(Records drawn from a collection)
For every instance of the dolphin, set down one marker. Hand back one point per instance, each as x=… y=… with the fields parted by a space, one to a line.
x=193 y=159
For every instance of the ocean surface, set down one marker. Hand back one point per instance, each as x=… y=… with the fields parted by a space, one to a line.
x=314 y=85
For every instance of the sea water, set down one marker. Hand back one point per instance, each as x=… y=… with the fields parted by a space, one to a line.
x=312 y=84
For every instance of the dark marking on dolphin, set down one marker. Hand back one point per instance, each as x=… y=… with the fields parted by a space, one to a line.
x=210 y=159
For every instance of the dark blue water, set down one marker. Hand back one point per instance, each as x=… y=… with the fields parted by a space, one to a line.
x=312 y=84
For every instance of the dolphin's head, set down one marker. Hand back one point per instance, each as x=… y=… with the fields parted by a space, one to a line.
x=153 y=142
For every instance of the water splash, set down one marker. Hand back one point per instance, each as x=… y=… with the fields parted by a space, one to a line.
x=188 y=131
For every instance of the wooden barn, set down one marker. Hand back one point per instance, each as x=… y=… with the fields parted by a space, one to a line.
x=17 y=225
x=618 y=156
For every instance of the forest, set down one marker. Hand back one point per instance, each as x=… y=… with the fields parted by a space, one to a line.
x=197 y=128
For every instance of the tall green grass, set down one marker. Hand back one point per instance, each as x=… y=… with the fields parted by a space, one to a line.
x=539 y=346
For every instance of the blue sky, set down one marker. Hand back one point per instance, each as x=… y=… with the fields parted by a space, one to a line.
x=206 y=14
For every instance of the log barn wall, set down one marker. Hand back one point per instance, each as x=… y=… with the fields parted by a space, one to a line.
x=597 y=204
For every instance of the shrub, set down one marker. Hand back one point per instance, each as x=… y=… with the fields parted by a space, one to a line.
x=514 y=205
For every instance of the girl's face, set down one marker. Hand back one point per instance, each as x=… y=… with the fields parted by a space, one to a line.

--- Work to do ---
Put everything from the line containing "For every instance of the dolphin's" down to the line containing "x=153 y=142", both ends included, into a JSON list of strings, one string per line, omitting any blank lines.

--- The solution ---
[
  "For every instance of the dolphin's head, set down one marker. Hand back one point per instance, each as x=… y=… with the fields parted by a space, one to a line.",
  "x=153 y=142"
]